◆ Problem description ◆
Change every "named above" in the records to "listed above" and leave all other wording as it is. Reproduce the records without the pictures.

◆ Location labeling records ◆
┌──
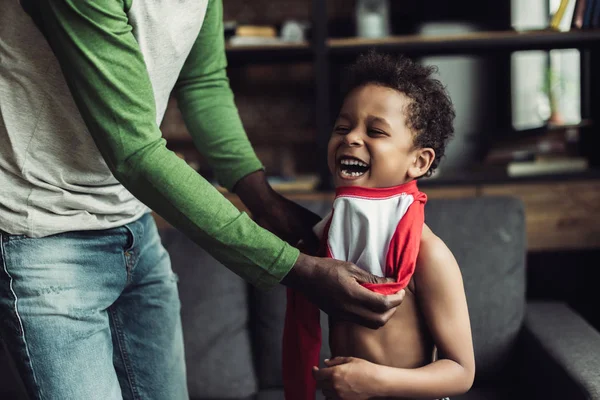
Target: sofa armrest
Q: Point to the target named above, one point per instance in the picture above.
(559, 353)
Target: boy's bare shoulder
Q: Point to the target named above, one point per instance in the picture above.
(435, 259)
(431, 244)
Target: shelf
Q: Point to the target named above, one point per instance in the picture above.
(476, 42)
(269, 53)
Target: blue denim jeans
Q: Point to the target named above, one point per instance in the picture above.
(93, 314)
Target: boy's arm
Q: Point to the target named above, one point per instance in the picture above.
(440, 292)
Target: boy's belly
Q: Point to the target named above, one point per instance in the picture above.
└──
◆ The result ◆
Target: sofa armrest
Q: Point to the target listed above, one point per instance in the picture above.
(559, 353)
Target: boy's bare shoulder
Q: Point to the target listed above, one point per instance in the picture above.
(435, 259)
(431, 244)
Target: shelf
Q: Point to the target listed above, one point per instance in the picture above.
(476, 42)
(269, 53)
Target: blue denim jeans
Q: Point to the target listed above, one point per instance in the picture above.
(93, 314)
Target: boy's arm
Q: Point to the target listed above, one point per instance in the picture above.
(440, 292)
Target: boy's belly
Q: Point to the target listed above, one point per instance in the picture above.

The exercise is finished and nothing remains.